» TASKS TO CARRY OUT:
1. Reproduce the AHRQ newsletter text between "- Improving Home" and "the Professional Literature.", inclusive.
2. Answer these from the AHRQ newsletter text:
(a) What is the issue number?
(b) On what date was the issue published?
(c) According to one headline, what do wheelchair users benefit from?

» PASSAGE TO READ:
New AHRQ Views Blog Posts on Diagnostic Safety, Health Literacy
Issue Number
786
October 26, 2021
AHRQ Stats
Access more data on this topic in the associated statistical brief, plus additional AHRQ data infographics.
Today's Headlines:
- New AHRQ Views Blog Posts on Diagnostic Safety, Health Literacy.
- Pediatric Firearm-Related Hospital Visits Increased During COVID-19 Pandemic.
- Improving Home Healthcare for Patients With Dementia.
- Highlights From AHRQ’s Patient Safety Network.
- Wheelchair Users Benefit from Physical Activity, AHRQ Report Finds.
- AHRQ in the Professional Literature.

» COLLECTED MATERIAL:
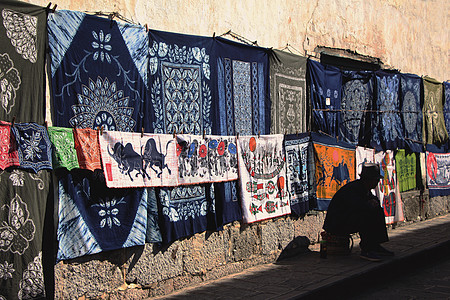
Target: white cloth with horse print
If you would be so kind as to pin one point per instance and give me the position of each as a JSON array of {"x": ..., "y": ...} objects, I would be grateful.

» PER-TASK ANSWERS:
1.
- Improving Home Healthcare for Patients With Dementia.
- Highlights From AHRQ’s Patient Safety Network.
- Wheelchair Users Benefit from Physical Activity, AHRQ Report Finds.
- AHRQ in the Professional Literature.

2.
(a) 786
(b) October 26, 2021
(c) Physical activity